• [Texto de la página]
========================================================================

Si no estuviéramos mas que nosotros…, pero cuando el amor del Señor nos abraza y nos coge y nos dice «yo te quiero», y cuando Dios dice «yo te quiero», lo dice para toda eternidad; y cuando Dios se nos da, se nos da para siempre, no dice «hoy te quiero» y mañana, «como te has portado regular, pues dejo de quererte» o «me he cansado de ti». Dios no es así. El amor de Dios no es así. Y eso nos permite una alegría muy grande.

Yo sólo quiero subrayar una cosa que me parece muy importante decírosla: que no sois vosotros los que hoy os confirmáis, aunque usemos ese lenguaje. Por lo tanto, de nuevo eso que he dicho al principio, que el cristianismo no son cosas que nosotros hacemos por Dios, sino cosas que Dios hace por nosotros. Los Sacramentos son cosas que Jesucristo hace por nosotros. ¿Y qué es lo que hace Jesucristo por nosotros? Sólo una cosa, en todos los Sacramentos, desde el Bautismo hasta el Orden Sacerdotal o el Matrimonio: darse a nosotros. Entonces, el Señor se entregó a nosotros de una vez por todas en la Cruz. Vosotros participáis ya de esa alianza, de ese amor por el Bautismo. Por eso hemos hecho (no es por querer hacer un rito medio mágico o así) lo de la aspersión con agua bendita: es un recuerdo del Bautismo. En el Bautismo nosotros hemos acogido el don de Cristo, hemos acogido la alianza que Él hizo en la cruz con cada uno de nosotros y el don de su vida que Él nos ha entregado, y hoy Él confirma esa alianza, Él confirma ese regalo, Él confirma ese don, y eso hace que nuestra alegría sea verdadera.

========================================================================

Filas del conjunto de datos:
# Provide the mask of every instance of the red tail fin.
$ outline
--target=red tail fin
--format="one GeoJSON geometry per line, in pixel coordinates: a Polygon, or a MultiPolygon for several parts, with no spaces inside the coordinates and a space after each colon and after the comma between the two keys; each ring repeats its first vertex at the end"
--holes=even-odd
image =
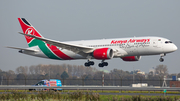
{"type": "MultiPolygon", "coordinates": [[[[42,35],[40,33],[38,33],[38,31],[25,18],[18,18],[18,20],[19,20],[21,28],[25,34],[31,34],[31,35],[35,35],[38,37],[42,37],[42,35]]],[[[29,36],[25,36],[25,38],[26,38],[28,44],[33,39],[32,37],[29,37],[29,36]]]]}

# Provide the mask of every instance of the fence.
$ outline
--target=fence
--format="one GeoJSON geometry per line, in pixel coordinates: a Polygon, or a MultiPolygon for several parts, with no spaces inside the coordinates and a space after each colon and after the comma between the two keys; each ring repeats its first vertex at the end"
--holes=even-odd
{"type": "MultiPolygon", "coordinates": [[[[58,79],[58,78],[55,78],[58,79]]],[[[0,79],[1,85],[34,85],[42,79],[0,79]]],[[[102,79],[60,79],[62,85],[102,85],[102,79]]],[[[169,86],[170,80],[166,81],[169,86]]],[[[131,84],[147,83],[148,86],[162,86],[162,79],[104,79],[104,86],[130,86],[131,84]]]]}

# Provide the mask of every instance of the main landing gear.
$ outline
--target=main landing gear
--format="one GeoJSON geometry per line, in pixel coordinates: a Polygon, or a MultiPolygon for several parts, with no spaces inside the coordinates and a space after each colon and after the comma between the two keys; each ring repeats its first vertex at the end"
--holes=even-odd
{"type": "MultiPolygon", "coordinates": [[[[94,65],[94,61],[90,61],[88,60],[88,62],[84,63],[84,66],[89,67],[89,66],[93,66],[94,65]]],[[[104,67],[104,66],[108,66],[107,62],[104,62],[104,60],[102,60],[101,63],[98,64],[99,67],[104,67]]]]}
{"type": "Polygon", "coordinates": [[[104,66],[108,66],[108,63],[107,62],[99,63],[99,67],[104,67],[104,66]]]}
{"type": "Polygon", "coordinates": [[[84,63],[84,66],[86,66],[86,67],[93,66],[93,65],[94,65],[94,61],[88,60],[88,62],[84,63]]]}
{"type": "Polygon", "coordinates": [[[160,62],[163,62],[163,61],[164,61],[164,58],[163,58],[163,57],[166,56],[166,53],[160,54],[160,56],[161,56],[161,57],[160,57],[159,61],[160,61],[160,62]]]}

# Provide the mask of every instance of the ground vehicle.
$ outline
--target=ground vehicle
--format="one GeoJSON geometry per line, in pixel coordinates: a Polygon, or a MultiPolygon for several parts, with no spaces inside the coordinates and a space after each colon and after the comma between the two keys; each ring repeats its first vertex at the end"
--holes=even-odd
{"type": "MultiPolygon", "coordinates": [[[[61,87],[62,84],[61,84],[61,80],[50,79],[50,80],[41,80],[38,83],[36,83],[35,85],[33,85],[33,86],[45,86],[45,87],[47,87],[47,86],[51,86],[51,87],[59,86],[59,87],[61,87]]],[[[32,90],[41,91],[41,90],[49,90],[49,89],[42,89],[42,88],[29,89],[29,91],[32,91],[32,90]]],[[[57,90],[62,90],[62,89],[51,89],[51,90],[57,91],[57,90]]]]}

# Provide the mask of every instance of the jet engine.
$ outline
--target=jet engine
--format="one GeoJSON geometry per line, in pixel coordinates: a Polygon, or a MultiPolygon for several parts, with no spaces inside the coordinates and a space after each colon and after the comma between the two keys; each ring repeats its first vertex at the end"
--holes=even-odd
{"type": "Polygon", "coordinates": [[[139,61],[141,56],[126,56],[121,58],[123,61],[139,61]]]}
{"type": "Polygon", "coordinates": [[[99,48],[92,53],[95,59],[106,60],[113,58],[113,50],[111,48],[99,48]]]}

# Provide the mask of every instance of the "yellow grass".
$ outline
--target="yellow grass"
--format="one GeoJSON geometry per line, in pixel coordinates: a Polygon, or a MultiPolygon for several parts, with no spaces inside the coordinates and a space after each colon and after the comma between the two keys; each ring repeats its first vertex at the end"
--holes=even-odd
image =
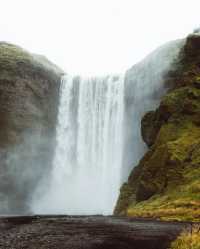
{"type": "Polygon", "coordinates": [[[193,226],[191,231],[183,232],[170,249],[200,249],[200,226],[193,226]]]}

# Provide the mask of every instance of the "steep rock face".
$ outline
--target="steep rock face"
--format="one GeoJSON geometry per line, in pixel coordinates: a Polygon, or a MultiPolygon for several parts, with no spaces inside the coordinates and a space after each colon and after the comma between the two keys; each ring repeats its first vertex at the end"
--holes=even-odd
{"type": "Polygon", "coordinates": [[[0,213],[28,212],[51,167],[61,74],[44,57],[0,43],[0,213]]]}
{"type": "MultiPolygon", "coordinates": [[[[124,179],[127,179],[133,164],[138,163],[146,150],[140,135],[141,118],[159,105],[161,96],[166,92],[164,76],[166,79],[184,43],[185,39],[168,42],[126,72],[123,167],[127,170],[123,170],[124,179]]],[[[151,143],[153,137],[148,139],[151,143]]]]}
{"type": "MultiPolygon", "coordinates": [[[[200,36],[190,35],[170,87],[142,119],[149,150],[121,188],[116,214],[200,219],[200,36]]],[[[170,75],[171,74],[171,75],[170,75]]]]}

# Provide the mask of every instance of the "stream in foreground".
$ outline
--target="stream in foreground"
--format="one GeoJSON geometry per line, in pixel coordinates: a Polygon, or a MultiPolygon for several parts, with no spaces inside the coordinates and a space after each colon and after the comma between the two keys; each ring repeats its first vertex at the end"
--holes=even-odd
{"type": "Polygon", "coordinates": [[[189,223],[103,216],[0,218],[2,249],[167,249],[189,223]]]}

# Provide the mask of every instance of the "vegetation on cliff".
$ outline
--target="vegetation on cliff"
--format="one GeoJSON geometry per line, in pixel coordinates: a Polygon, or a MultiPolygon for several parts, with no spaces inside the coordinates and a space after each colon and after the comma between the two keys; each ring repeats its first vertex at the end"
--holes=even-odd
{"type": "Polygon", "coordinates": [[[190,35],[159,108],[145,115],[149,146],[121,188],[115,214],[200,220],[200,36],[190,35]]]}
{"type": "Polygon", "coordinates": [[[200,229],[193,227],[183,232],[172,244],[170,249],[200,249],[200,229]]]}

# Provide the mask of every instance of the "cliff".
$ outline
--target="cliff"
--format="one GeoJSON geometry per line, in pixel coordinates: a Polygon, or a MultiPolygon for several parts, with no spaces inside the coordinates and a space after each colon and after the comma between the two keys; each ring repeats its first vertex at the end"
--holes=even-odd
{"type": "Polygon", "coordinates": [[[115,214],[200,220],[200,36],[190,35],[169,89],[145,114],[141,134],[149,149],[121,188],[115,214]]]}
{"type": "Polygon", "coordinates": [[[28,212],[30,190],[51,167],[62,73],[0,43],[0,213],[28,212]]]}

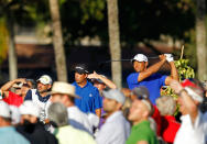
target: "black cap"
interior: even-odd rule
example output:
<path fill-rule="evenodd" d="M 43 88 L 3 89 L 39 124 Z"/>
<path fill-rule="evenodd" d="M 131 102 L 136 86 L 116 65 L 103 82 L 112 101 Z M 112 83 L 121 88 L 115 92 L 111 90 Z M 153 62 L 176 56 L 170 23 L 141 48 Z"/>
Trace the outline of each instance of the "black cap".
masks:
<path fill-rule="evenodd" d="M 78 74 L 88 74 L 88 67 L 85 64 L 78 64 L 75 66 L 75 71 Z"/>

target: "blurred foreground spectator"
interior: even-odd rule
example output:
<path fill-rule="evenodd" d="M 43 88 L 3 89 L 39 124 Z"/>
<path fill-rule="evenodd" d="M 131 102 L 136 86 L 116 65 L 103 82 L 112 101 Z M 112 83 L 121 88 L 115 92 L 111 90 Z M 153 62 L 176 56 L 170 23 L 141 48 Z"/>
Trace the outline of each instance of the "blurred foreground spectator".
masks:
<path fill-rule="evenodd" d="M 32 144 L 57 144 L 57 140 L 39 121 L 40 108 L 32 101 L 26 100 L 20 107 L 21 125 L 17 131 L 24 135 Z"/>
<path fill-rule="evenodd" d="M 3 101 L 0 101 L 0 143 L 30 144 L 30 142 L 11 125 L 11 112 L 9 106 Z"/>
<path fill-rule="evenodd" d="M 156 99 L 156 107 L 162 115 L 161 136 L 168 144 L 173 144 L 181 126 L 173 115 L 176 110 L 176 102 L 171 96 L 162 96 Z"/>
<path fill-rule="evenodd" d="M 97 133 L 98 144 L 124 144 L 130 134 L 130 124 L 122 114 L 126 97 L 118 89 L 102 91 L 107 120 Z"/>
<path fill-rule="evenodd" d="M 54 134 L 59 144 L 96 144 L 87 132 L 68 125 L 67 108 L 64 104 L 52 103 L 48 108 L 48 119 L 57 126 Z"/>

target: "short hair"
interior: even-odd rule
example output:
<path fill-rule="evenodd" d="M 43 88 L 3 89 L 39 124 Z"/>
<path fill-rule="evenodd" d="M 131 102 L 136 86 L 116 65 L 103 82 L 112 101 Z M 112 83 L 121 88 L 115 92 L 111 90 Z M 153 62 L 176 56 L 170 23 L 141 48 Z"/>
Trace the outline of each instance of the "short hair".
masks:
<path fill-rule="evenodd" d="M 68 124 L 67 108 L 59 103 L 52 103 L 48 108 L 48 119 L 54 122 L 58 128 Z"/>
<path fill-rule="evenodd" d="M 176 108 L 176 102 L 171 96 L 162 96 L 156 99 L 156 107 L 161 115 L 173 115 Z"/>

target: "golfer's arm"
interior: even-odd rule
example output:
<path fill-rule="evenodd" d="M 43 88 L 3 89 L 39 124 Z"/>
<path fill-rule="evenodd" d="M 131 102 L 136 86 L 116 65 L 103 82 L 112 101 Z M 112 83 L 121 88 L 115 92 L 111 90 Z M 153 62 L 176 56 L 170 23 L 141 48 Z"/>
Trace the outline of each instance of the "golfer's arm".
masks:
<path fill-rule="evenodd" d="M 164 63 L 165 63 L 165 59 L 150 66 L 146 70 L 141 71 L 139 77 L 138 77 L 138 81 L 142 81 L 145 78 L 150 77 L 152 74 L 156 73 L 162 67 L 162 65 Z"/>
<path fill-rule="evenodd" d="M 177 81 L 179 80 L 179 76 L 178 76 L 177 69 L 175 67 L 175 63 L 170 62 L 170 65 L 171 65 L 171 76 L 166 77 L 165 85 L 170 85 L 172 79 L 175 79 Z"/>
<path fill-rule="evenodd" d="M 96 109 L 96 114 L 97 114 L 97 117 L 101 117 L 101 109 Z"/>

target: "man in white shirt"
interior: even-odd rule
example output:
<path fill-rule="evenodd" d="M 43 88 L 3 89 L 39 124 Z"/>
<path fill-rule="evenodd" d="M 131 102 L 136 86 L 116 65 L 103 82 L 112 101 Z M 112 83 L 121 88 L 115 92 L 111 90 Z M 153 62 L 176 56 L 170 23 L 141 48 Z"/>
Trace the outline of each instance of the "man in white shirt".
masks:
<path fill-rule="evenodd" d="M 107 120 L 97 133 L 96 141 L 98 144 L 124 144 L 130 134 L 130 124 L 121 112 L 126 97 L 118 89 L 102 91 L 102 95 Z"/>
<path fill-rule="evenodd" d="M 87 114 L 81 112 L 75 104 L 75 98 L 79 98 L 75 95 L 75 87 L 67 82 L 55 81 L 52 87 L 52 102 L 61 102 L 67 107 L 69 124 L 76 129 L 84 130 L 92 134 L 92 128 L 88 121 Z"/>
<path fill-rule="evenodd" d="M 198 110 L 204 90 L 197 80 L 185 79 L 182 84 L 171 82 L 171 88 L 178 97 L 182 125 L 177 131 L 174 144 L 205 144 L 207 119 Z M 206 126 L 205 126 L 206 125 Z"/>

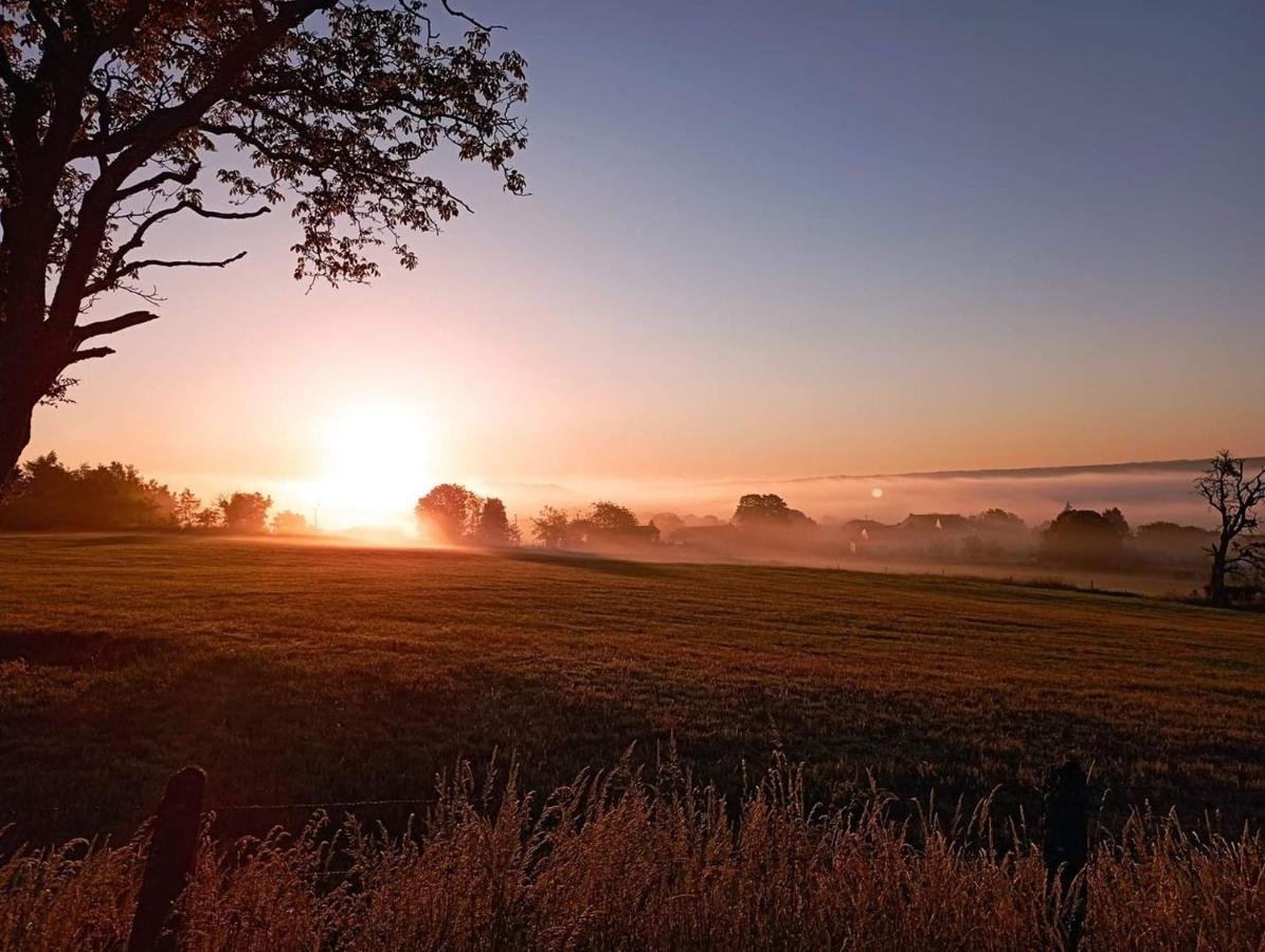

========================================================================

• [Partes del ejercicio]
1. Resume en dos oraciones el texto sobre el amor de Dios y la confirmación.
2. Traduce al inglés esta oración del texto sobre el amor de Dios y la confirmación: "Los Sacramentos son cosas que Jesucristo hace por nosotros."
3. Modifica el fragmento del texto sobre el amor de Dios y la confirmación que arranca en las palabras "Si no estuviéramos" y concluye tras "alegría muy grande.", reemplazando "alegría" por "felicidad".
Los ítems no tienen ningún papel en este ejercicio.

• [Respuestas en orden]
1. El texto afirma que, cuando Dios dice «yo te quiero», lo dice para toda la eternidad, que su amor no cambia según cómo nos portemos y que eso nos permite una alegría muy grande. También sostiene que el cristianismo no son cosas que hacemos por Dios sino cosas que Dios hace por nosotros, y que en los Sacramentos Jesucristo se da a nosotros, de modo que hoy confirma la alianza acogida en el Bautismo.

2. The Sacraments are things that Jesus Christ does for us.

3.
Si no estuviéramos mas que nosotros…, pero cuando el amor del Señor nos abraza y nos coge y nos dice «yo te quiero», y cuando Dios dice «yo te quiero», lo dice para toda eternidad; y cuando Dios se nos da, se nos da para siempre, no dice «hoy te quiero» y mañana, «como te has portado regular, pues dejo de quererte» o «me he cansado de ti». Dios no es así. El amor de Dios no es así. Y eso nos permite una felicidad muy grande.